_Work to do_:
Output every line of the rows below as a JSON list of strings, one string per line, leaving out blank lines.
* start Input material *
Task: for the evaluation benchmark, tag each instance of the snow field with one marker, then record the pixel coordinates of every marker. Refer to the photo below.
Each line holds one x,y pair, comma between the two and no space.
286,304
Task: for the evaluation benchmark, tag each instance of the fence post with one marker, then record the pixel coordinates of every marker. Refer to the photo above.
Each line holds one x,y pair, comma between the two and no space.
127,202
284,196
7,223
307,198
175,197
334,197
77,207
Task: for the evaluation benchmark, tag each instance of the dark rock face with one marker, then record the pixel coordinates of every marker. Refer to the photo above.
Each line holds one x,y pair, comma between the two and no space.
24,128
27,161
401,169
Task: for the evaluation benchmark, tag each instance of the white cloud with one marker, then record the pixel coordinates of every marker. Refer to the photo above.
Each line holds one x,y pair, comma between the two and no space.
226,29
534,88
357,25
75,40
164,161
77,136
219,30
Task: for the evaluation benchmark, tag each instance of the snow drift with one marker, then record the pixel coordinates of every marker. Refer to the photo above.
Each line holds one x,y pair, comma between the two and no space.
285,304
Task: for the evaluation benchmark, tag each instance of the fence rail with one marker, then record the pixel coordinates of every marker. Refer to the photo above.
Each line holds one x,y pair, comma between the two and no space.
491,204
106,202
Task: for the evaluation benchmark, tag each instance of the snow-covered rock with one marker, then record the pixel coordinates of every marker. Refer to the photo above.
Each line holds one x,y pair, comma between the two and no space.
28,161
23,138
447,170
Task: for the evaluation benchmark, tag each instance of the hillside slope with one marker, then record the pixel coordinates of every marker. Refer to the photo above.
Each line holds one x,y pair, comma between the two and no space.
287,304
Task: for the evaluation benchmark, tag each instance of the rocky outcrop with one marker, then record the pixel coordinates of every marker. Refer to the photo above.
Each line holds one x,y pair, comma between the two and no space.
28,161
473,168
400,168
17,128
* end Input material *
_Written response_:
[
  "Task: for the evaluation benchmark, tag each instance of the snow field with one marker, then record the pixel coordinates of every marker. Refer to the photo below.",
  "Each line holds one x,y pair, comma between the two and no space.",
  "286,304",
  "Task: for the evaluation benchmark, tag each instance of the fence post with one marker, then record the pixel coordinates of every marker. Refer to the photo above.",
  "Each line holds one x,y pair, comma between the two and no space.",
  "127,202",
  "284,196",
  "7,223",
  "307,198",
  "175,197",
  "334,197",
  "77,207",
  "Task: for the evaluation benchmark, tag each instance of the dark rock face with one marker, then record the pixel coordinates of every marker. Refer to the photo above.",
  "Each line holds one x,y pair, comma between the two and no space.",
  "24,128",
  "27,161",
  "401,169",
  "Task: for the evaluation benchmark, tag each instance of the white cloud with one marker, then record the pixel coordinates of every marker. Refer to the photo above.",
  "Each line holds one x,y pair, comma between the two and no space.",
  "226,29",
  "534,88",
  "357,25",
  "75,40",
  "164,161",
  "77,136",
  "219,30",
  "Task: for the evaluation benchmark, tag each instance of the snow drift with one marker, then record the pixel coordinates of every marker. Refer to the photo above.",
  "Each line holds one x,y pair, comma between the two and no space.",
  "285,304",
  "Task: for the evaluation benchmark, tag each instance of the fence rail with one marker, then record the pixel coordinates of every marker. Refer to the photo above.",
  "Each line holds one x,y pair, comma between the two and no space.",
  "491,204",
  "106,202",
  "Task: for the evaluation benchmark, tag each instance of the snow-covered rock with one marker, then record the pixel coordinates of every marker. Refer to the photo above.",
  "Each line holds one x,y pair, comma between the two and no space.",
  "28,161",
  "23,138",
  "447,170",
  "Task: for the evaluation benchmark, tag each instance of the hillside slope with one marker, then record the pixel coordinates of every marker. Refer to the photo above.",
  "Each line holds one x,y pair, comma between the two and no space.",
  "287,304",
  "Task: for the evaluation benchmark, tag each instance of the rocky outcrop with one marker, then record the pixel coordinates of every marker. Refer to the photo above.",
  "Each line holds one x,y pair, comma between the two and no space.",
  "28,161",
  "473,168",
  "400,168",
  "17,128"
]